13. Tidak Ada Kewajiban Pusat Pelayanan Terpadu
Tidak sinkronnya antara pemenuhan hak korban dan tanggung jawab pelaksanaan terpampang dalam draf RUU PKS versi BALEG DPR-RI. Pusat pelayanan terpadu (PPT) yang seharusnya tersistematisasi dengan diberi kewajiban untuk menyelenggarakan penanganan, perlindungan dan pemulihan korban. Kewajiban tersebut antara lain seperti memberikan layanan Kesehatan, penguatan psikologis, pendampingan hukum, ganti kerugian kepada korban, menyediakan layanan psikososial, pemberdayaan ekonomi, aksesibilitas dan akomodasi yang layak secara terpadu serta melakukan pemantauan pemenuhan hak korban oleh APH selama proses acara peradilan. Tidak diaturnya kewajiban PPT akan membuat pemenuhan serta perlindungan korban terombang-ambing.
14. Upaya Pencegahan Tidak Maksimal
Upaya pencegahan kekerasan seksual tidak terintegrasi di antara eksekutif, yudikatif dan legislatif dalam draf RUU PKS versi BALEG DPR-RI. Tidak diaturnya mengenai kewajiban alokasi anggaran terhadap institusi negara untuk terlibat aktif menyelenggarakan pencegahan kekerasan seksual membuat negara tidak serius dalam melakukan tindakan preventif. Tak hanya itu, diperlukan pengaturan bidang yang harus diintervensi untuk melakukan pencegahan, seperti bidang pendidikan, pelayanan publik, pemerintahan, hingga ekonomi, sosial dan budaya.
Selain itu yang tak kalah pentingnya adalah perlu memasukkan materi penghapusan kekerasan seksual sebagai bahan ajar setiap jenjang pendidikan dari dasar hingga tinggi. Diperlukan penetapan kebijakan untuk penguatan pengetahuan dan keterampilan tenaga pendidik memiliki posisi strategis dalam upaya pencegahan kekerasan seksual sejak dini. Misalnya mendorong dimasukkannya bahan ajar Pendidikan penghapusan kekerasan seksual menjadi salah satu syarat akreditasi. Selain bidang Pendidikan, pencegahan kekerasan seksual juga harus dilakukan di bidang dunia usaha termasuk menetapkan kebijakan penghapusan kekerasan seksual di dunia ketenagakerjaan seperti dalam lingkungan serikat pekerja, asosiasi pengusaha hingga asosiasi penyalur tenaga kerja dan para pihak terkait.
15. Tidak Ada Larangan Bagi APH Berlaku Diskriminatif Mengabaikan Realitas Penegakan Hukum Kasus Kekerasan Seksual
Adalah fakta bahwa selama ini APH sebagai penyelenggara penegak hukum tidak ramah dan tidak mempunyai perspektif korban kekerasan seksual. Misalnya dari segi bersikap dengan mengajukan pertanyaan dan mengeluarkan pernyataan yang merendahkan, menyalahkan, mengintimidasi, menghina dan menjerat korban hingga saksi yang mengandung stereotip gender. Tak hanya itu, APH kerap kali menggunakan pertimbangan budaya, aturan adat, praktik tradisional yang mengandung muatan diskriminasi terhadap korban. Menggunakan penafsiran ahli yang bias gender dan menjadikan latar belakang seksualitas korban sebagai pertimbangan juga merupakan kenyataan yang ditemukan di lapangan. Tindakan-tindakan tersebut jelas merendahkan harkat dan martabat korban. Seharusnya negara memastikan APH berlaku non-diskriminatif agar terciptanya peradilan yang aman bagi korban kekerasan seksual.

_ _ _ _ _ _ _

PETUNJUK PENGERJAAN:
1. Jawab pertanyaan berikut berdasarkan teks tentang draf RUU PKS.
(a) Apa kepanjangan PPT pada bagian "13. Tidak Ada Kewajiban Pusat Pelayanan Terpadu"?
(b) Pada jenjang pendidikan apa materi penghapusan kekerasan seksual perlu dimasukkan sebagai bahan ajar, menurut bagian "14. Upaya Pencegahan Tidak Maksimal"?
(c) Apa yang seharusnya dipastikan negara menurut kalimat terakhir teks?
2. Salin bagian teks tentang draf RUU PKS mulai dari "14. Upaya Pencegahan" dan berakhir pada "sosial dan budaya.".
3. Daftarkan semua kata kerja yang dipakai teks tentang draf RUU PKS untuk menggambarkan pertanyaan dan pernyataan APH terhadap korban hingga saksi.

_ _ _ _ _ _ _

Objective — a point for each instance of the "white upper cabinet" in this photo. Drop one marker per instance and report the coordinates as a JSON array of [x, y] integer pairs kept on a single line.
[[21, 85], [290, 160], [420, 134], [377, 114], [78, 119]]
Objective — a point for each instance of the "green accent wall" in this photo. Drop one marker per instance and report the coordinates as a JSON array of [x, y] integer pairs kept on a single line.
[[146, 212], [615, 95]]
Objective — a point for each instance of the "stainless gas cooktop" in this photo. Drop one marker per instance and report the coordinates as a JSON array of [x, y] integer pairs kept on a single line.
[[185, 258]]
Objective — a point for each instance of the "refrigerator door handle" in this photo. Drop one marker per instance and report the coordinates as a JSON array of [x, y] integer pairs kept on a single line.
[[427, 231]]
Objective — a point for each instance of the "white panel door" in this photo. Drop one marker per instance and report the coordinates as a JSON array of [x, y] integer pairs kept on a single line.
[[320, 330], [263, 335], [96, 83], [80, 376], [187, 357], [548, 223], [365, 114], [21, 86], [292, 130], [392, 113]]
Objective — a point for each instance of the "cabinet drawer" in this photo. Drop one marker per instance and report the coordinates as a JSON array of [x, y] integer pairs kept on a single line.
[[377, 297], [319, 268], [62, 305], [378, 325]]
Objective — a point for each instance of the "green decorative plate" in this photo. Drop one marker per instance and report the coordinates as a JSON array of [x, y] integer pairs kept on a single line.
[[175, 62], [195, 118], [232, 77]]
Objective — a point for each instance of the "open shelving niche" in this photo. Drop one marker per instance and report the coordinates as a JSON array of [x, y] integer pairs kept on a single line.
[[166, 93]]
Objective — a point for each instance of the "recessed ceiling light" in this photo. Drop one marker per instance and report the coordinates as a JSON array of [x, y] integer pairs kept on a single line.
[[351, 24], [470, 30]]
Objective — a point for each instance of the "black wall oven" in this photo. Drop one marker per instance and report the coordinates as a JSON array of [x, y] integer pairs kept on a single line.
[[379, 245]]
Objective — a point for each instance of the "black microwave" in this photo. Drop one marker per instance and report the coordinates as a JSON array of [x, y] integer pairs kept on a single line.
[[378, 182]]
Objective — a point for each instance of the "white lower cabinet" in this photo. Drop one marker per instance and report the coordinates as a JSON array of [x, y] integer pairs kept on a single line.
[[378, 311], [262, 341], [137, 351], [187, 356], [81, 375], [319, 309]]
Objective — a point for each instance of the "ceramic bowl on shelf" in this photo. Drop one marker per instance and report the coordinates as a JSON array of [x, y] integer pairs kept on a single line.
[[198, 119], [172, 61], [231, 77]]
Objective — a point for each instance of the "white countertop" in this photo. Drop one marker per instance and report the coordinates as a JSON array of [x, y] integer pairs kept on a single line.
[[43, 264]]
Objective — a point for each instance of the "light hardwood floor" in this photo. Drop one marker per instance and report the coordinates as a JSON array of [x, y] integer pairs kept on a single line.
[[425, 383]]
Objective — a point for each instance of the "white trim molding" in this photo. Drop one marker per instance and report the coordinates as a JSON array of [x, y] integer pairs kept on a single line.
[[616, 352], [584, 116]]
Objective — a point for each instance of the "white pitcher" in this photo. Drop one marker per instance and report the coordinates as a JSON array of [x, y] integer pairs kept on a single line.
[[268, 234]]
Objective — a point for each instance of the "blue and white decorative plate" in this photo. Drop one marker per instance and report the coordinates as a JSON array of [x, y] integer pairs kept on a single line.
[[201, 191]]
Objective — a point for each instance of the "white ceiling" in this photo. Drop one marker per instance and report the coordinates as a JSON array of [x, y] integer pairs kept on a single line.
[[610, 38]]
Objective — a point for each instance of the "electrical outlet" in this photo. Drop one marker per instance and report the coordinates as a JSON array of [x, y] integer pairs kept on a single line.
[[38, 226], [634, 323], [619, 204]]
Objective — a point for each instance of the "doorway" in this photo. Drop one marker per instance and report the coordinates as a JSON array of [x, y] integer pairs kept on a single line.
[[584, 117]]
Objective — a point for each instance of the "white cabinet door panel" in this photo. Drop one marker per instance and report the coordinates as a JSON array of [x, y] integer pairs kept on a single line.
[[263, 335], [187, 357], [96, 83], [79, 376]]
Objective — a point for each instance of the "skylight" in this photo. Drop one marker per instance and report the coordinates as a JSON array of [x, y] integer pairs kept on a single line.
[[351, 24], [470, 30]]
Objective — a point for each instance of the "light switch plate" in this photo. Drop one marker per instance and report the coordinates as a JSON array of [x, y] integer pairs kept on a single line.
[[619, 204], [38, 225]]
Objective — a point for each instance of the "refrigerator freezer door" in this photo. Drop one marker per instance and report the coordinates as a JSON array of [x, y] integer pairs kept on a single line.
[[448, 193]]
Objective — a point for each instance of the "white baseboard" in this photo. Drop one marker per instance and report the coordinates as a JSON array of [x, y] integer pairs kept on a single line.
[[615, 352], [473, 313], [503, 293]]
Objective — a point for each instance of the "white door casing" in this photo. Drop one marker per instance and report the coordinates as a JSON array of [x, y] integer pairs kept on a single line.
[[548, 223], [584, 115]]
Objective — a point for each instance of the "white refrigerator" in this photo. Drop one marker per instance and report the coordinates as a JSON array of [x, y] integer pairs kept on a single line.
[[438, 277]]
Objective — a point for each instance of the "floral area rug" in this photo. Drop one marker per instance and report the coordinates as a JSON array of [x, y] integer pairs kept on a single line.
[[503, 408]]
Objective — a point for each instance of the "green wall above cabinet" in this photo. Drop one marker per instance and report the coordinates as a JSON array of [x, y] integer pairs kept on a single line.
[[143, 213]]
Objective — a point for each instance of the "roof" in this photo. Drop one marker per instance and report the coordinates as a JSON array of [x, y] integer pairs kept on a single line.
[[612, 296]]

_ _ _ _ _ _ _

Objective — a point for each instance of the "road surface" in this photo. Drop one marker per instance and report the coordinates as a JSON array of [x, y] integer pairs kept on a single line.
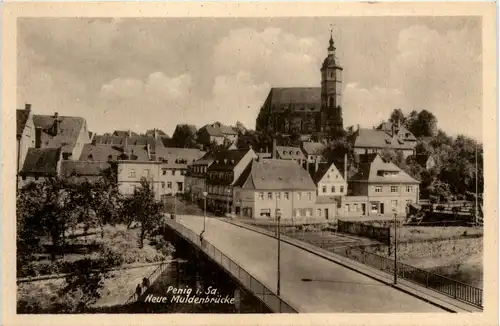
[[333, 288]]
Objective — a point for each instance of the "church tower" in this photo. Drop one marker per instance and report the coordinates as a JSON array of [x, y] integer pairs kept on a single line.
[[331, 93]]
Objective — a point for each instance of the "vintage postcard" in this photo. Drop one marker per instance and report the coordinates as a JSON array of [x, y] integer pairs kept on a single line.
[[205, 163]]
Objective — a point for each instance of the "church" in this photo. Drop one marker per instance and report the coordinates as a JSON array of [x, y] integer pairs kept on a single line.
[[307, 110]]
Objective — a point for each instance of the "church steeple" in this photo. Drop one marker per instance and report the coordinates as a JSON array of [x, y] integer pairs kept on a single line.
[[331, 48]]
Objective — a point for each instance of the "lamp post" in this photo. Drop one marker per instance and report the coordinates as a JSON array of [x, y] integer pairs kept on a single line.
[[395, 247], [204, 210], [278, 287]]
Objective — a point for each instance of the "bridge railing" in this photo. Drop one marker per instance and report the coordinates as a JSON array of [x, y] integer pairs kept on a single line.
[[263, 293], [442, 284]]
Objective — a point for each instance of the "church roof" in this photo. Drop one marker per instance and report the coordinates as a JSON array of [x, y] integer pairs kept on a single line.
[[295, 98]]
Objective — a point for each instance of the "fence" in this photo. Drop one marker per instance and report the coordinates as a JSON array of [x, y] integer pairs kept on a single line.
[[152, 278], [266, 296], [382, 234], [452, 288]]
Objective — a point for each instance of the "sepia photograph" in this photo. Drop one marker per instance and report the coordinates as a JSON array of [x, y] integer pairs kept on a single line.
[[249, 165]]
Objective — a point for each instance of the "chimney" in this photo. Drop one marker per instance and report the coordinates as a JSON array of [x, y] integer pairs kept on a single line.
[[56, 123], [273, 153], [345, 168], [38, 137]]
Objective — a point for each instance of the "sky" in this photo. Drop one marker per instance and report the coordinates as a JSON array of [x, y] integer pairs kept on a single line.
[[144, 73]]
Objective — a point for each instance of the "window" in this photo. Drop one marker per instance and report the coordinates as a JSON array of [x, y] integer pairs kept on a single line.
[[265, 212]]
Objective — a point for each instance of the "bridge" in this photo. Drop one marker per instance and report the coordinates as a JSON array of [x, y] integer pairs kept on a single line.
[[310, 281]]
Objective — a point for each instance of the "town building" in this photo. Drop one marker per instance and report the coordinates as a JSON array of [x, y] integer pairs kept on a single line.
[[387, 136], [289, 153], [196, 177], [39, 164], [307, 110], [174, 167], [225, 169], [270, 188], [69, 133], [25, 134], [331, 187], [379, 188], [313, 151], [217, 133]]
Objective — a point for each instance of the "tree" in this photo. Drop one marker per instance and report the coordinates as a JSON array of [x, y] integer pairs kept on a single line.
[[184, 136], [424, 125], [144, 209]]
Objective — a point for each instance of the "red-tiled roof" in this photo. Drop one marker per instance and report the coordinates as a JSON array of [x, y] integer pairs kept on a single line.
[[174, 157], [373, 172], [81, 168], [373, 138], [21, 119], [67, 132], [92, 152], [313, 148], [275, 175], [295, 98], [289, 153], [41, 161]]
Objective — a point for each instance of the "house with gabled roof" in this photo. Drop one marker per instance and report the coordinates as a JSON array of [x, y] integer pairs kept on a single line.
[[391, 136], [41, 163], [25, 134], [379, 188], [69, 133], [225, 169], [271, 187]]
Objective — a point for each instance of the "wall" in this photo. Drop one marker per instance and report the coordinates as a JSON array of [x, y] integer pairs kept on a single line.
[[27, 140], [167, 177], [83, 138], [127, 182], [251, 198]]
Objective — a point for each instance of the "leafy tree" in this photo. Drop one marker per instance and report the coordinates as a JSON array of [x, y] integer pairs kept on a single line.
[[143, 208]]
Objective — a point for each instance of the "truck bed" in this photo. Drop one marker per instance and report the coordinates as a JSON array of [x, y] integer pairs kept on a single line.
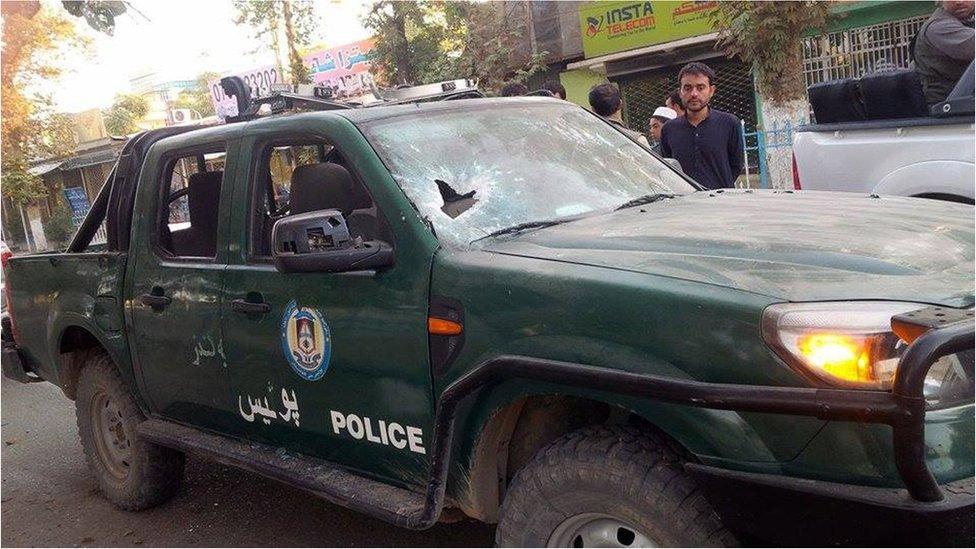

_ _ _ _ _ _ _

KUNCI JAWABAN:
1.
(a) Pusat pelayanan terpadu.
(b) Setiap jenjang pendidikan dari dasar hingga tinggi.
(c) Negara seharusnya memastikan APH berlaku non-diskriminatif agar tercipta peradilan yang aman bagi korban kekerasan seksual.

2.
14. Upaya Pencegahan Tidak Maksimal
Upaya pencegahan kekerasan seksual tidak terintegrasi di antara eksekutif, yudikatif dan legislatif dalam draf RUU PKS versi BALEG DPR-RI. Tidak diaturnya mengenai kewajiban alokasi anggaran terhadap institusi negara untuk terlibat aktif menyelenggarakan pencegahan kekerasan seksual membuat negara tidak serius dalam melakukan tindakan preventif. Tak hanya itu, diperlukan pengaturan bidang yang harus diintervensi untuk melakukan pencegahan, seperti bidang pendidikan, pelayanan publik, pemerintahan, hingga ekonomi, sosial dan budaya.

3. merendahkan, menyalahkan, mengintimidasi, menghina, menjerat